Report each line in the entries below that contains the word "napkin".

» **Excerpts of labeled region data**:
════════
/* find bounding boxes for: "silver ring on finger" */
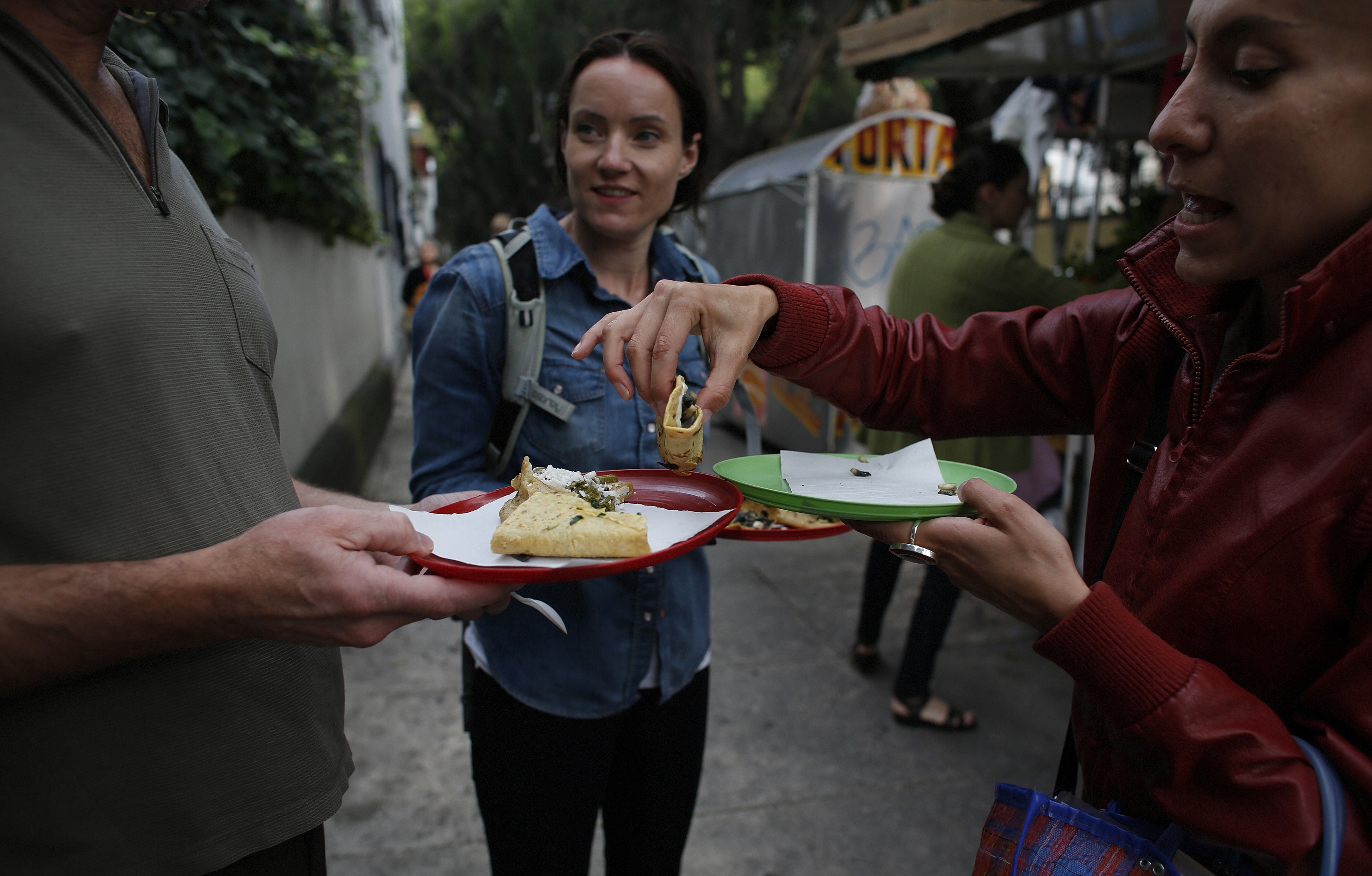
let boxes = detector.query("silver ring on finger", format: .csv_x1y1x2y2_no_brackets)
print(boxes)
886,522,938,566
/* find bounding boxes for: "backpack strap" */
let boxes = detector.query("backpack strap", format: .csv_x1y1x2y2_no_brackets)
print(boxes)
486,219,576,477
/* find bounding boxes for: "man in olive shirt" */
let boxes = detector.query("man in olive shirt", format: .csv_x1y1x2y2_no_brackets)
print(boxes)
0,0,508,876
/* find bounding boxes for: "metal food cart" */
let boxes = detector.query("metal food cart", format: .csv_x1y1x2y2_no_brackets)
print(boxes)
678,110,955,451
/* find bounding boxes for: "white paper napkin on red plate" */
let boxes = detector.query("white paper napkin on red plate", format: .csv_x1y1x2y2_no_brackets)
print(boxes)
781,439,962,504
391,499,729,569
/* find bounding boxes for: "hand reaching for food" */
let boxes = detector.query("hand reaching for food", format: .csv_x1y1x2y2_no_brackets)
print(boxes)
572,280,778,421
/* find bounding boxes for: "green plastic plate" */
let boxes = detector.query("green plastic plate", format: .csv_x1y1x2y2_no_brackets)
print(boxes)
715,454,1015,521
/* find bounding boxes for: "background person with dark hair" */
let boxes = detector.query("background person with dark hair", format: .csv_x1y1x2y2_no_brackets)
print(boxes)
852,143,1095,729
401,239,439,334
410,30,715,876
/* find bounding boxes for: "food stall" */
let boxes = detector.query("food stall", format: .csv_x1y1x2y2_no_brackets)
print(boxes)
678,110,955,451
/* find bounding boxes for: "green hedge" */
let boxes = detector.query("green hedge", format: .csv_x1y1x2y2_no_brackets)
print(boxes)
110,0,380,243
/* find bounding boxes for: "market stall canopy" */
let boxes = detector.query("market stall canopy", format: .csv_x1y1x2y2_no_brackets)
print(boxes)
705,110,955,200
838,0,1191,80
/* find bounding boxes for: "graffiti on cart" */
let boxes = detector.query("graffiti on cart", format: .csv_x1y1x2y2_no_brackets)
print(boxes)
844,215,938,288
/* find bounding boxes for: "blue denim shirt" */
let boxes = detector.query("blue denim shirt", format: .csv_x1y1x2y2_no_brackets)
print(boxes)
════════
» **Expected answer**:
/* find bounding boxes for: "white paper napkin on red plate" */
let boxes = detector.query("white paper napkin on red plate", format: .csv_x1y1x2y2_no_brackets)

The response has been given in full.